__SOURCE EXCERPT__
_ _ _

Wow I started this thread thinking there would be huge diversity it seems like 308 and 3006 are heavily favored im suprised no one has mentioned 22/250 or 25/06 or many others like 300 win mag thats like the holy grail for Texas


----------



## Leon

Gunner's Mate said:


> Wow I started this thread thinking there would be huge diversity it seems like 308 and 3006 are heavily favored im suprised no one has mentioned 22/250 or 25/06 or many others like 300 win mag thats like the holy grail for Texas


Well I mean it makes sense doesn't it? Two bad mother rounds and they are fairly ubiquitous. 30-06 is everywhere. 308 not so much but still, it's out there. They are pretty much like fords and chevies in the USA, those are OUR rounds so it makes sense to me.


----------



## NWPilgrim

.30-06 for me. Reason number 1: it's what Garands feed on. Reason #2: it's been one of the cartridges I've shot and hunted with for 45 years. The .308 is an equally fine cartridge but The Garand swings it in favor of the 06 for me. 

As a family oriented round though I really like the 6.5x56 Swede. Even the recoil shy enjoy shooting it and it has excellent sectional density. Very capable cartridge.


----------



## Just Sayin'

Easy question.

.30-06 Sprinfield. Will take down any North American game animal with the right bullet on top. Can be handloaded up, down and sideways to do everything. Even squirrels! Probably more rifles chambered in .30-06 (when you add in service rifles) than any other round. And it is accurate. Won two world wars, one conflict and saw service in vietnam.









Gotta love it!


----------



## Moonshinedave

I'll have to go with the .308 also.


----------



## Smitty901

If you had ask 20 years ago it would have been the 30-06
Now It is hard call but 308 followed by 5.56.
Main reason the 308 has come a long ways and the selection of weapon that fire the 308 is out standing. No military uses the 30-06 anymore so round are not as plentiful.
For personal defense range will seldom if ever exceed 400-500 meters the 5.56 is very effective.
In the end the 308 wins for me.


----------



## Denton

Smitty901 said:


> If you had ask 20 years ago it would have been the 30-06
> Now It is hard call but 308 followed by 5.56.
> Main reason the 308 has come a long ways and the selection of weapon that fire the 308 is out standing. No military uses the 30-06 anymore so round are not as plentiful.
> For personal defense range will seldom if ever exceed 400-500 meters the 5.56 is very effective.
> In the end the 308 wins for me.


I'm with Top on this.


----------



## tango

My favorite all around caliber is the 30-06, but I really like my 6.5x55 Swede, kills way beyond the paper ballistics, shoots flat, no recoil.
When I go for deer or hogs, that's the one most of the time.
The '06 is the last I would part with.


----------



## Notsoyoung

The 30-06 is more then enough to take any game in North America. Any store that sells ammunition has 30-06 rounds available. Also, since I do my own loading I find the flexibility in the rounds you can load a big advantage. I too like the .308 but there is some game that for me it seems a little on the light side. Also, there have been times when I have found it difficult to get ammo for my .308, but never for my 30-06. If I had to list my rifle rounds in the order of what I like best it would go: 1)30-06 2) 5.56 3).308

The reason that the .308 ranks 3rd is only because it is very close in performance to the 30-06, so it would almost be redundant putting it in 2nd place. Also I am considering getting a magazine fed semi-auto .308 which will probably bump it up to number one.

_ _ _

__COLLECTED DATA__
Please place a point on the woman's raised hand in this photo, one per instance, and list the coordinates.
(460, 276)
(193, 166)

_ _ _

Continue the forum thread on favorite rifle cartridges from the point at which it ends.

I have also found the advocates for the Swedish 6.5 mm very interesting and will be sure to learn more about it.


----------



## Smitty901

Notsoyoung said:


> The 30-06 is more then enough to take any game in North America. Any store that sells ammunition has 30-06 rounds available. Also, since I do my own loading I find the flexibility in the rounds you can load a big advantage. I too like the .308 but there is some game that for me it seems a little on the light side. Also, there have been times when I have found it difficult to get ammo for my .308, but never for my 30-06. If I had to list my rifle rounds in the order of what I like best it would go: 1)30-06 2) 5.56 3).308
> 
> The reason that the .308 ranks 3rd is only because it is very close in performance to the 30-06, so it would almost be redundant putting it in 2nd place. Also I am considering getting a magazine fed semi-auto .308 which will probably bump it up to number one.
> 
> I have also found the advocates for the Swedish 6.5 mm very interesting and will be sure to learn more about it.


 Have you seen the Ruger SR762


----------



## Notsoyoung

Smitty901 said:


> Have you seen the Ruger SR762


I think that it was you that posted that you had bought one and how much you liked it, and it was that post that got me starting to think about getting a .308 semi-auto and the Ruger is the main one I am considering.

Stop posting guns that you have gotten and like. I'm not made out of money (LOL).


----------



## alterego

I can not decide what to put down here????

.270 Win I guess.

Formally non committed.


----------



## PaulS

3006 followed by 358 Win. No particular reason - they can both do the same job at around the same ranges.


----------



## Montana Rancher

I shot elk for 20 years with a 300 Weatherby Magnum, nothing better than launching a 150 grain bullet at 3500 fps.

But eventually I got tired of packing that boat anchor around and the noise/ringing ears everytime I touched it off.

So I more recently went to a .270 Winchester (this is a 30-06 cartridge necked down to .270 for all those that said 30-06 we are on the same page sort of)

This year I took my 11th elk with the .270, IMO it is the best choice.

FYI for those .22lr and .17 posts, that isn't a centerfire

Oh and the .270 was a favorite in Vietnam for snipers.


----------



## Notsoyoung

Montana Rancher said:


> I shot elk for 20 years with a 300 Weatherby Magnum, nothing better than launching a 150 grain bullet at 3500 fps.
> 
> But eventually I got tired of packing that boat anchor around and the noise/ringing ears everytime I touched it off.
> 
> So I more recently went to a .270 Winchester (this is a 30-06 cartridge necked down to .270 for all those that said 30-06 we are on the same page sort of)
> 
> This year I took my 11th elk with the .270, IMO it is the best choice.
> 
> FYI for those .22lr and .17 posts, that isn't a centerfire
> 
> Oh and the .270 was a favorite in Vietnam for snipers.


Thanks for the input. I have recently started to become interested in the .270 and I am glad to hear from someone who has actually had experience beyond shooting at targets with it.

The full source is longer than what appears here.